*** Begin section ***
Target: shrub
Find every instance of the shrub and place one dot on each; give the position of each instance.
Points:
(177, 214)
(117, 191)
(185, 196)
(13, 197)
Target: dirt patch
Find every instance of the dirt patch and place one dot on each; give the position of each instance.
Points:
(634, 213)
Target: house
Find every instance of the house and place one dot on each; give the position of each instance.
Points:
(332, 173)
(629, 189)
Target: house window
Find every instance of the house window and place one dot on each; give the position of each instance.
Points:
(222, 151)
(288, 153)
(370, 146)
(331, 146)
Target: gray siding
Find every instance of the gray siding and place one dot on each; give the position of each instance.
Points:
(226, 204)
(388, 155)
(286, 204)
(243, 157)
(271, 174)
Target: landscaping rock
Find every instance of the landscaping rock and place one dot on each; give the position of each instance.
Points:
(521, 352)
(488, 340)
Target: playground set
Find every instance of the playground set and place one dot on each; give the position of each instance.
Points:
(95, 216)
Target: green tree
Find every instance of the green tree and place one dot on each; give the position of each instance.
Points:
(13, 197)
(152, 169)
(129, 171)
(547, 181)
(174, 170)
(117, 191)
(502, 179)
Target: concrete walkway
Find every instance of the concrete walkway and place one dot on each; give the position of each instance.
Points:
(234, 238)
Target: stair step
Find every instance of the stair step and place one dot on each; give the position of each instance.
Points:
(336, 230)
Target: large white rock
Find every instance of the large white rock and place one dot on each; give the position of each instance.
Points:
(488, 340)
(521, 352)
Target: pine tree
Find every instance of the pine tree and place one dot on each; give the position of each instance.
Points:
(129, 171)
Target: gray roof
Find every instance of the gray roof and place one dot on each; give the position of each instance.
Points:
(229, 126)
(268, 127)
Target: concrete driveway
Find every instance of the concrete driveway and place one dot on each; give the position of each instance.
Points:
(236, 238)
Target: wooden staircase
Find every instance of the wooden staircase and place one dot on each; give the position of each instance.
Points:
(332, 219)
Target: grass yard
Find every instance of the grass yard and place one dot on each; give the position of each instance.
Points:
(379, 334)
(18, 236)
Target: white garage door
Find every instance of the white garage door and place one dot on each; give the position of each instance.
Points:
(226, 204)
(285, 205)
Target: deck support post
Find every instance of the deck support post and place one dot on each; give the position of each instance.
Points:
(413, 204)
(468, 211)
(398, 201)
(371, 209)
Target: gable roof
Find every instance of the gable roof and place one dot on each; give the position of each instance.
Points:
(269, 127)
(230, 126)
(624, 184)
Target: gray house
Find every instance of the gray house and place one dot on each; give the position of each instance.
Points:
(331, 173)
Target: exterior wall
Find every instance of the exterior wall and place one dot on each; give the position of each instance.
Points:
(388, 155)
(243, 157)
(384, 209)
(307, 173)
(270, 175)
*** End section ***
Work item:
Everything in the records above should be written out again exactly.

Response:
Target: shrub
Find every instance of the shrub and place one dot on each; give the position of each instance.
Points:
(177, 214)
(117, 191)
(185, 196)
(13, 197)
Target: dirt patch
Find every instance of the dirt patch and place one dot on each; give the position of each instance.
Points:
(634, 213)
Target: house
Find every instance of the house and place one dot on each; give the position of each instance.
Points:
(332, 173)
(629, 189)
Target: house window
Find every instance of the house window and place one dot on each; give the position of each instance.
Points:
(222, 151)
(288, 153)
(370, 146)
(331, 146)
Target: gray siding
Find every instance of the gray siding and place one dot on each; give the position of each instance.
Points:
(226, 204)
(388, 155)
(286, 204)
(243, 157)
(271, 174)
Target: landscaping rock
Find every instance of the landscaping rock and place one dot on each; give the position of each instance.
Points:
(521, 352)
(488, 340)
Target: playground set
Find every instance of the playground set and place one dot on each; give the position of each instance.
Points:
(95, 216)
Target: green tree
Find every instance of the green tree and place one dot on each; give the position of each instance.
Points:
(13, 197)
(152, 169)
(129, 171)
(547, 181)
(174, 170)
(117, 191)
(502, 179)
Target: concrete walkway
Find every instance of the concrete walkway and place one dot on each; give the position of each instance.
Points:
(234, 238)
Target: stair step
Find every instance of the stair step and place one dot on each; give the position of each instance.
Points:
(336, 230)
Target: large white rock
Find every instance of the large white rock and place one dot on each; give the position of each instance.
Points:
(488, 340)
(521, 352)
Target: pine tree
Find every instance of the pine tree and place one dot on each; give the position of each instance.
Points:
(129, 171)
Target: gray roof
Find every instance of the gray roof and place one dot on each; give the position of each instance.
Points:
(229, 126)
(268, 127)
Target: concrete driveway
Find every instance of the concrete driveway and place one dot on each; give the position of each instance.
Points:
(236, 238)
Target: wooden staircase
Find every instance of the wooden staircase and place one dot on each; give the position of each instance.
Points:
(332, 219)
Target: grass yard
Find every instance of the grass yard and place one dot on each; give the position of each instance.
Points:
(379, 334)
(18, 236)
Target: white garage door
Find every instance of the white garage door and place one dot on each; give the position of each instance.
Points:
(226, 204)
(285, 205)
Target: deck support post
Find every instance of the deck support post and place one dot on each; give the position of each instance.
Points:
(413, 204)
(468, 211)
(398, 201)
(371, 209)
Target: gable roof
Find every instance of the gable roof and place one dot on each; give the position of each instance.
Points:
(269, 127)
(230, 126)
(624, 184)
Target: gray house
Find every instance of the gray house and place one dot on each; give the position of each instance.
Points:
(331, 173)
Target: exterior wall
Find every instance of the exterior wall and place one dot on each; give the position of each instance.
Points:
(388, 155)
(243, 157)
(384, 209)
(307, 173)
(270, 175)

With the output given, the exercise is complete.